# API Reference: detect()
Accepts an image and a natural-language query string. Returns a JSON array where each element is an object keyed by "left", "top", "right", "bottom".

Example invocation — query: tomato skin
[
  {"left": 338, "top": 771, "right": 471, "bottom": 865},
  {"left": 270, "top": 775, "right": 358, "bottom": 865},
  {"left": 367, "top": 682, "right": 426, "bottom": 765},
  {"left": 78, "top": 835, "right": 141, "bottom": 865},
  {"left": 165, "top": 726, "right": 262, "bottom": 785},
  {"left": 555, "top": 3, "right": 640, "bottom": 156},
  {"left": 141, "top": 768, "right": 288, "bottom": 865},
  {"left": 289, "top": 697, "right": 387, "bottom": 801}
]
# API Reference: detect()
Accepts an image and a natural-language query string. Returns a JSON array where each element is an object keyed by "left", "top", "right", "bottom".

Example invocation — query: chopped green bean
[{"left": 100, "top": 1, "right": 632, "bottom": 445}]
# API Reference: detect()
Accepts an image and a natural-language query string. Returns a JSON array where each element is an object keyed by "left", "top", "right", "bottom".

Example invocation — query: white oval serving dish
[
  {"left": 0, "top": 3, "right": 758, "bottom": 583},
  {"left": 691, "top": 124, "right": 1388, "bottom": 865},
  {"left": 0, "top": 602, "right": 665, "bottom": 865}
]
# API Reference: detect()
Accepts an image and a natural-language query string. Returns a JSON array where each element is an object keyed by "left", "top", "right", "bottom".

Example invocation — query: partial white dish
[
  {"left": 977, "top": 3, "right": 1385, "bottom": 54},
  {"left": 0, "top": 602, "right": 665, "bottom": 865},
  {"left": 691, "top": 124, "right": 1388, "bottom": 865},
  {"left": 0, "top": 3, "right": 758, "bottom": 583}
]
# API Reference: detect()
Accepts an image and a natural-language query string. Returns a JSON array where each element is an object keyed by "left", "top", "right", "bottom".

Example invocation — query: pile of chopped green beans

JOB » Pick out every line in the entries above that contains the word "dish", and copy each one.

WRITTEN ANSWER »
Example invocation — query: white oval serving dish
Example invocation — query: partial white dish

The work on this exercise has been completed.